▸ **Description of the task**:
Collect every line of the material below that contains the string "ceiling", treating case as significant.

▸ **Data to process**:
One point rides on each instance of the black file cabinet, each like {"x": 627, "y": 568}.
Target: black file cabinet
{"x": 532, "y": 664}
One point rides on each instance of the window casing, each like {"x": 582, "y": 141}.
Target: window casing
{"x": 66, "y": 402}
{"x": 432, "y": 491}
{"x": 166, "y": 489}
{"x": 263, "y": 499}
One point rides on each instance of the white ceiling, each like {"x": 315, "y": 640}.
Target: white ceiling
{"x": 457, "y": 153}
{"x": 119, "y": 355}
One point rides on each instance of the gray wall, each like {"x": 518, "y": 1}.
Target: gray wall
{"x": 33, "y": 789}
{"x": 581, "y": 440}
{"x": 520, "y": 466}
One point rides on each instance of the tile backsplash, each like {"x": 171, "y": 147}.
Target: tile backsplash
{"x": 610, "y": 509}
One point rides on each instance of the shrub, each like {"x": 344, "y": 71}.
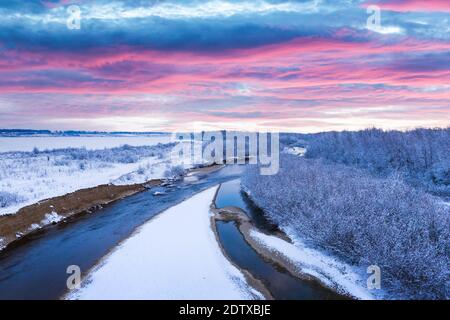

▸ **Reply**:
One point rides on each instance of the white ceiling, each like {"x": 315, "y": 640}.
Target: white ceiling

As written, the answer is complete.